Reading text.
Tony and Craig Talk About Dave: Flitman’s Brief, Notable Impact on LBM

Updated: Jan 15, 2023

Editor's Note: At the end of this story, see comments from readers.

David Flitman

The Construction Supply world first learned on Aug. 28, 2018, that an executive from the food service industry named David Flitman would become President and CEO of BMC. Almost exactly two years later, Builders FirstSource and BMC announced they would merge, and Flitman—who ran the smaller company—became CEO of America’s biggest full-service lumberyard. Now, fewer than two years after the merger took effect, Flitman is gone from LBM, having resigned to become CEO of US Foods. On Jan. 10, BFS named 23-year company veteran Dave Rush as Flitman's successor.

Flitman's four years in the business are a blip compared to many other LBM executives. What did he accomplish? A lot, according to Tony Misura. As founder of Misura Group, he spends a lot of time evaluating leaders. I focus more on the numbers. So Tony and I decided to have a virtual conversation on the Flitman years.

What is required. In the article about David Flitman, condense the paragraph beginning "The Construction Supply world first learned" into a short bulleted list that keeps its main facts.

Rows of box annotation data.
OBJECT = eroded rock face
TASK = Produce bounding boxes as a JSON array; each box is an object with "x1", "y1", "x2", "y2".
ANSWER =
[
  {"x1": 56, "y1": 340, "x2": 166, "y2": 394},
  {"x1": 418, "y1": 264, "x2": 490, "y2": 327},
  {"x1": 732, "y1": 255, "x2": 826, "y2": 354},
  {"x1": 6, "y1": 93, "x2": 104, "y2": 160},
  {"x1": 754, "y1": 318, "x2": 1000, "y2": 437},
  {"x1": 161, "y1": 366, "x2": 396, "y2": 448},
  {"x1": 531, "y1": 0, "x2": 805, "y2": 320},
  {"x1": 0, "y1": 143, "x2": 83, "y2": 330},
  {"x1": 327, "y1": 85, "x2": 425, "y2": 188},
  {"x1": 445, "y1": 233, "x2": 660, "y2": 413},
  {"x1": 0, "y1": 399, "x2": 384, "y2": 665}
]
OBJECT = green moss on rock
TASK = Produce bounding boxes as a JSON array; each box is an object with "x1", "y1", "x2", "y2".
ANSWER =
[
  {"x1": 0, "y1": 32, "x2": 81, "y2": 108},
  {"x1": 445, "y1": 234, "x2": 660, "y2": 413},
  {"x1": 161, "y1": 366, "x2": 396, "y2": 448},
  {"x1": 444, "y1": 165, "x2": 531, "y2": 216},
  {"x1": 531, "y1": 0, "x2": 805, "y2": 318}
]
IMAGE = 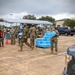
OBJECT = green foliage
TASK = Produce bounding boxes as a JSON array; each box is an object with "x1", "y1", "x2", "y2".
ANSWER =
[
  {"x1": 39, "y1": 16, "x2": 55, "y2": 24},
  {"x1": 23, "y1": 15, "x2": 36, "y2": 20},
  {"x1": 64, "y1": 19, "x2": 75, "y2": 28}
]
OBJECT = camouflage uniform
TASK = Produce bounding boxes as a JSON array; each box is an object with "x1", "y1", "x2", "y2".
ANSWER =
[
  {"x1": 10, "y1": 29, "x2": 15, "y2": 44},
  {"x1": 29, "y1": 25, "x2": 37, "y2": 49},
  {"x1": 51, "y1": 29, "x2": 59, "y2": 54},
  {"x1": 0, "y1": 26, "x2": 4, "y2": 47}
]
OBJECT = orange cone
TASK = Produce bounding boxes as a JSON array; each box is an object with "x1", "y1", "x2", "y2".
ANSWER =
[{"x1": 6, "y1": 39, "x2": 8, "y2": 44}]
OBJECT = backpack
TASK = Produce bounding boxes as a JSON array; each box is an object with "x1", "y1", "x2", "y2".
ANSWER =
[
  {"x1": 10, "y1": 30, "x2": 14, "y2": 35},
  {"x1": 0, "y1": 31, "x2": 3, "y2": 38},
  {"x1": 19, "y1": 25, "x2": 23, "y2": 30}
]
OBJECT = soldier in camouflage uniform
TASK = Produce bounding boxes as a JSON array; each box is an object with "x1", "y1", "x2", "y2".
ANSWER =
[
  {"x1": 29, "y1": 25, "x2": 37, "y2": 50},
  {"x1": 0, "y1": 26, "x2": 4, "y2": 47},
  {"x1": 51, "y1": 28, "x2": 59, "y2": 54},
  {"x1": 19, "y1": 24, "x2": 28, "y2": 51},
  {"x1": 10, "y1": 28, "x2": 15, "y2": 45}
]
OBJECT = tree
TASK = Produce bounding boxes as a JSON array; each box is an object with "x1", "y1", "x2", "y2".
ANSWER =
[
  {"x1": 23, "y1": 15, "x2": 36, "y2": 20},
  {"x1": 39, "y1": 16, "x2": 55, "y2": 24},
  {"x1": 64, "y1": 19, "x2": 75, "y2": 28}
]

Response below.
- Aug. 28, 2018: David Flitman, an executive from the food service industry, is named President and CEO of BMC.
- About two years later: Builders FirstSource and BMC announce a merger, and Flitman becomes CEO of America's biggest full-service lumberyard.
- Fewer than two years after the merger took effect: Flitman resigns to become CEO of US Foods.
- Jan. 10: BFS names Dave Rush, a 23-year company veteran, as his successor.